_Problems and tasks_
**A)** In the piece about forgiving a dying mother, how much did Veronica weigh when her daughters lifted her into the wheelchair?
**B)** List every person named in the piece about forgiving a dying mother.
**C)** Extend the piece about forgiving a dying mother, picking up right after its final sentence.

The Last Detour: Forgiving My Dying Mother

Veronica’s jealousy drove one daughter to run away at 14, and the other to write a darkly accusing memoir. Then Maria Flook and her sister gave their dying mother one more chance.

By Maria Flook

Karen asked Veronica, "How can they feed you this wallpaper paste?"

"I guess it’s easy on the stomach," I said.

Veronica said, "The cuisine here is not worth the detour."

I was glad to see her sense of humor surface.

"Not worth the detour" was Veronica’s refined complaint against eateries or anything that didn’t meet the standard.

"Let’s get out of here," Karen said. "We’ll take her back to her apartment. We can fix her a nice dinner there."

I said, "Take her out of here? They won’t let us — "

"We’ll sneak her out. I’ll go find a wheelchair."

"I’ll get her a bathrobe."

I walked over to the closet where a few of our mother’s garments were arranged, as if she had come for a weekend holiday.

Veronica said, "I read in the newspaper about an inmate’s request for his last meal — "

"Don’t talk like that," Karen said. "That’s morbid."

Veronica went on, "He wanted fried chicken. Ho hum. But the funny thing about it was that he ordered a Diet Coke. Now why do you suppose he’d want a Diet Coke to wash down his fried chicken?"

"For my last meal I’d want the Real Thing," Karen said.

The mood had suddenly shifted the way sunshine stabs through bamboo blinds. We giggled like three girls planning a party. Karen and I decided to wheel Veronica back to the apartment. Then I would go to the market next door to buy the fixings.

"What do you want to have?" I asked Veronica.

"Whatever you girls want. My treat. My wallet’s on my bureau."

We lifted her from her narrow bed and lowered her into a wheelchair. She weighed less than 90 pounds and her bones felt like the poles of a tripod tangled in her hospital gown.

I looked up and down the hall until the coast was clear, then Karen whisked her down the long corridor.

In preparation for our mother’s departure, our half-brother had gone through all six rooms of the apartment, making lists of estate heirlooms for immediate appraisal and collecting all secondary items in boxes. Without the usual clutter, the place looked robbed of its history, like a furniture showroom. But Veronica was glad to be home.

_Exercise data_
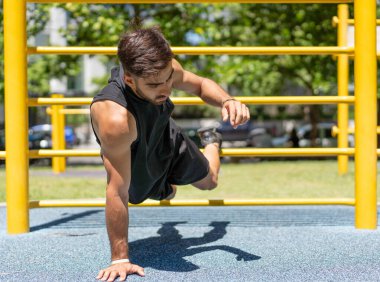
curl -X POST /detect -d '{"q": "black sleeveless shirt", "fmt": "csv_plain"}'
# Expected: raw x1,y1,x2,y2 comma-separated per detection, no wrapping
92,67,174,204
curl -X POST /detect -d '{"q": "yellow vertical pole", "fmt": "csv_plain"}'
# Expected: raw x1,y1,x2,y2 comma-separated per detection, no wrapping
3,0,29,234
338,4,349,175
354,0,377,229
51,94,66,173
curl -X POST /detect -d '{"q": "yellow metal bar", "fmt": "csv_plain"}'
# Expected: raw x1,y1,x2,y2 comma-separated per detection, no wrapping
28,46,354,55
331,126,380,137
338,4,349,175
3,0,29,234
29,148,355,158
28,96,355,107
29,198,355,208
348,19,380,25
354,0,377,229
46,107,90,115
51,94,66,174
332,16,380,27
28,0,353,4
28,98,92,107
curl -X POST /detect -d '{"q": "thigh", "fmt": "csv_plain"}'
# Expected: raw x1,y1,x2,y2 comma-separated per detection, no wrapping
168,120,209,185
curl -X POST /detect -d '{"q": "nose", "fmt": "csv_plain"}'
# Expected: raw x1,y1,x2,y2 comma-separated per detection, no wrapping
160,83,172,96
--
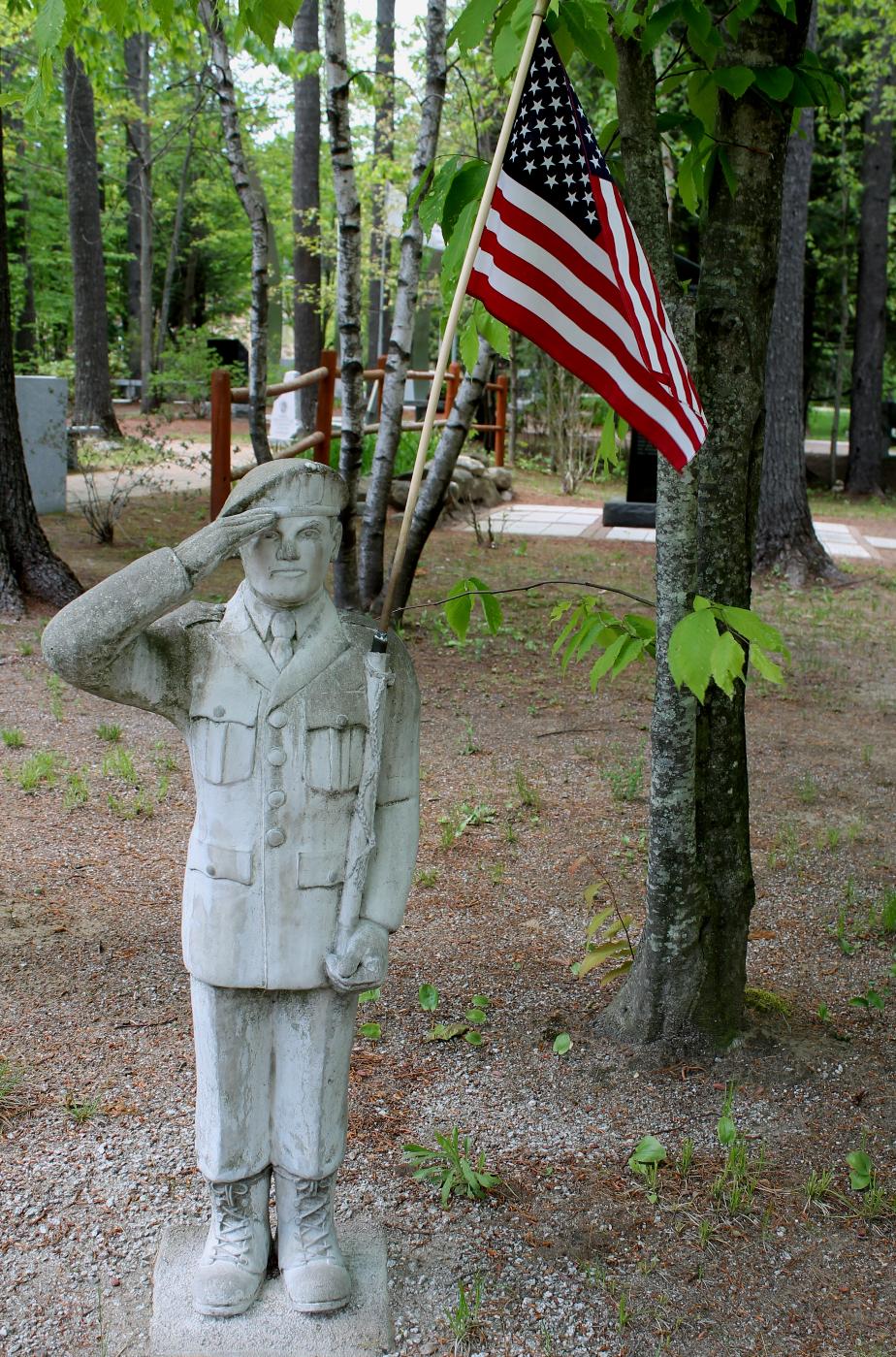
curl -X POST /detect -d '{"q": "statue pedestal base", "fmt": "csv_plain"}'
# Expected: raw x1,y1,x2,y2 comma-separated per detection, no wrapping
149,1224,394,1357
...
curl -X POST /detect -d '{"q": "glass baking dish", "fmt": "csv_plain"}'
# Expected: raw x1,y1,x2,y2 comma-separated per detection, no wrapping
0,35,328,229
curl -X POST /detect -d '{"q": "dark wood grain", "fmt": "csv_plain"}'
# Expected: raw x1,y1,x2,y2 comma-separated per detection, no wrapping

_Answers per task_
**A)** Less than 90 pounds.

**B)** Veronica, Karen, Maria Flook

**C)**
Back from the market, I poured our mother two fingers of scotch in her favorite tumbler. She sat beside Karen, happy to be planted on her own living-room sofa. "Cheers and jeers," Veronica said, lifting her drink in a salute to us. The toast, or jab, got a laugh out of Karen.

A stray cat waited at the patio door. Karen let him inside and he weaved in and out of our legs. His long fur was matted with clumps that were so tender to touch, he hissed at us each time we tried to pet him. Some tangles are too painful to inspect. Karen found a can of tuna in the cupboard and we watched the tom devour it. Then, he wanted nothing more to do with us and we let him outdoors again.

Veronica said, "Go get my jewelry box in my bedroom. I have some rings — "

"Keep your rings, you might still wear them," Karen said.

"We don’t want your jewelry." I said. "I wish you’d just talk to us."

"Talk about what?"

"I don’t know. This is a chance for us to connect the dots. Maybe you have some advice, I mean, woman to woman — "

Veronica said, "Woman to woman?"

I knew that she was always bored if we talked about our kids or our domestic routines, so I told her about my last trip to New York. I said, "My boss came to my hotel room. Do you think I shouldn’t have let him in?"

"He came to your hotel room?"

"Yes. Suddenly, he’s standing there. What would you have done?"

"That depends. Is he worth the detour?"

Karen was laughing between pulls on her Newport.

"Worth the detour? I don’t know," I said. "The jury is still out."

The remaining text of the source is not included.